(TEXT SHOWN):
Step 4C. Calculate In-Migration Proportion and In-Migrant Population
From the matched records the destinations of migrants by demographic characteristics can be determined. The numbers of out-migrants calculated from Step 4b were distributed as in-migrants to states by applying proportions of total in-migrant exemptions who moved to each state. These proportions were calculated by age, sex, race, and Hispanic origin. The numbers of out-migrants by state and characteristics were subtracted from the base population for each time period and the numbers of in-migrants were added to the base population.

STEP 5: PROCESSING OF GROUP QUARTERS POPULATION

GQ population change was estimated separately from the demographic accounting procedure described above. This was done primarily because of the uniqueness of this subpopulation and the special difficulties of estimating the GQ population.

The July 1, 2002 GQ estimates were calculated starting with the Census 2000 GQ population by age, sex, race, Hispanic origin, and seven GQ types for each states. States provide updated information on the total GQ population by GQ type to the Census Bureau each year.1 The Census 2000 age, sex, race, and Hispanic origin distributions of the GQ population by state and type were applied to the July 1, 2002 GQ populations by type reported by states to produce GQ population estimates for states with demographic detail.

STEP 6: GENERATE RESIDENT POPULATION ESTIMATES BY DEMOGRAPHIC CHARACTERISTIC

6A. Prior to combining the July 1, 2000 (revised), July 1, 2001 (revised) and July 1, 2002 group quarters and household population estimates, each set of estimates was converted from the four race groups consistent with the 1990 Census to the 31 race groups consistent with Census 2000 by applying conversion factors. Continuing the example from Step 1A.i., the estimated "White" population was apportioned to the "White Alone" and "White and Black" populations. The estimated July 1, 2002 White population was multiplied by the ratio of the White Alone population from Census 2000 to the sum of the White Alone and half of the "White and Black" population from Census 2000 to produce the July 1, 2002 estimate for the White Alone population. The estimated July 1, 2002 White population was multiplied by the ratio of the "White and Black" population from Census 2000 to the sum of the White Alone and half of the "White and Black" population from Census 2000 to produce part of the July 1, 2002 estimates for the White and Black population. The remaining part of the July 1, 2002 "White and Black" population was obtained by applying comparable ratios to the July 1, 2002 estimates Black population.

(DATASET ENTRIES):

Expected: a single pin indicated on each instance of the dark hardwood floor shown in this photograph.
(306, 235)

...

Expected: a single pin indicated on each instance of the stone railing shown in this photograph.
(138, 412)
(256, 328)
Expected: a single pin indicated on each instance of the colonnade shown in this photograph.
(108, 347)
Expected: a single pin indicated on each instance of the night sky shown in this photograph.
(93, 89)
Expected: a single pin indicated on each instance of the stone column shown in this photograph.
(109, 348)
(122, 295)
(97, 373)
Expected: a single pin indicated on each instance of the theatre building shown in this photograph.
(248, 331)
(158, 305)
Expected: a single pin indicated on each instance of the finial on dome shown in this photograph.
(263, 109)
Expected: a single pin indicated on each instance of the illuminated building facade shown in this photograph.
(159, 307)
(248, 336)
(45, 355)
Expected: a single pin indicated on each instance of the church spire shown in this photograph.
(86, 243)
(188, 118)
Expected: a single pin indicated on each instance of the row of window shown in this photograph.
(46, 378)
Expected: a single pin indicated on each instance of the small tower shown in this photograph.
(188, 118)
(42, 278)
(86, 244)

(WHAT TO DO):
Can you reproduce word for word the passage of the population estimates methodology starting with "GQ population change" and going on through "the GQ population."?

(TASK RESPONSE):
GQ population change was estimated separately from the demographic accounting procedure described above. This was done primarily because of the uniqueness of this subpopulation and the special difficulties of estimating the GQ population.